*What is needed*
Starting with the line that contains "The component shall locate the white painted" and going on through the last line of the entries, copy those lines again with their wording unchanged. Shift both numbers of every pixel coordinate in the answers up by 55.
**********
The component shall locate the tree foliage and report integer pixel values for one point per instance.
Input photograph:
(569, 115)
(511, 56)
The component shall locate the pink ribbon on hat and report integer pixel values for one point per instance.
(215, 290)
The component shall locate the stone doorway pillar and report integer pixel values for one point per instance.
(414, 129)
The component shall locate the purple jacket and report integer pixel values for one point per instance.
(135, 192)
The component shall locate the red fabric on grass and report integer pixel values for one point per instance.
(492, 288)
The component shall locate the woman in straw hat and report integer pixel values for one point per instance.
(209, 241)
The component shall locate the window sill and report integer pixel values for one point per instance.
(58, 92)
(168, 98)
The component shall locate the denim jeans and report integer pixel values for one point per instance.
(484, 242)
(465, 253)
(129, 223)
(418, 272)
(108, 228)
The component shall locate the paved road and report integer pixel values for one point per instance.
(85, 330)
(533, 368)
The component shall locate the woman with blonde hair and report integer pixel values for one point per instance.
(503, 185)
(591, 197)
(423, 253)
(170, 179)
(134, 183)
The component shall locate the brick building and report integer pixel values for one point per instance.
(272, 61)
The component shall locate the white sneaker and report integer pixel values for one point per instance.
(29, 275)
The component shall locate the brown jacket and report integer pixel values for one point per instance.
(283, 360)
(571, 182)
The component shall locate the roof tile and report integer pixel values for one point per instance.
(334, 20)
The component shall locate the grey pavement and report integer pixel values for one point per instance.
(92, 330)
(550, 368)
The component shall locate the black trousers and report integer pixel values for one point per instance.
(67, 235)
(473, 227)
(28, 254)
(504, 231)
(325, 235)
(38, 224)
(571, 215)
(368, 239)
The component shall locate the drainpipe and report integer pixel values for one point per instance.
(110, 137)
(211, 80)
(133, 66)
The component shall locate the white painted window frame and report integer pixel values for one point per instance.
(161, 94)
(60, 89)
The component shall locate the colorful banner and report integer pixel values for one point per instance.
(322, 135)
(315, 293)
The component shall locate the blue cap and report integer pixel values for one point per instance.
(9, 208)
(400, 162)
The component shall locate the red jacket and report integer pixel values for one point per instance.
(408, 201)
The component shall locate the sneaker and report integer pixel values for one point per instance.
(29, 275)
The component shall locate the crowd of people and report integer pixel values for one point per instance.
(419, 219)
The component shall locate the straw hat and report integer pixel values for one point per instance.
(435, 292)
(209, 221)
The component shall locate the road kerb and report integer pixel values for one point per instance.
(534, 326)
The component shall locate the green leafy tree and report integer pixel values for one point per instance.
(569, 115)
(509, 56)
**********
*Response*
The component shall locate the white painted window frame and report integer pixel values for one point per instance.
(216, 149)
(115, 144)
The component shall locate the colorful banner and report integer pixel values for one point per instance.
(377, 190)
(370, 348)
The component shall locate the blue cap and report integer pixel values for one point per instance.
(64, 263)
(455, 217)
The component shall locate the red jacket and report integer pixel values for one point per instance.
(463, 256)
The component shall locate the sneaker and report integer pixel values for one point per instance.
(84, 330)
The component shall locate the crowd of people and report integer pixel values for one point per instance.
(474, 274)
The component shall locate the straw hat and report integer pixel values for one point per instance.
(490, 347)
(264, 276)
The component shall locate the road kerb and report integer pixel values for one point per instance.
(589, 381)
The component shall locate the green leafy tree and report integer pixel values for one point per instance.
(624, 170)
(564, 111)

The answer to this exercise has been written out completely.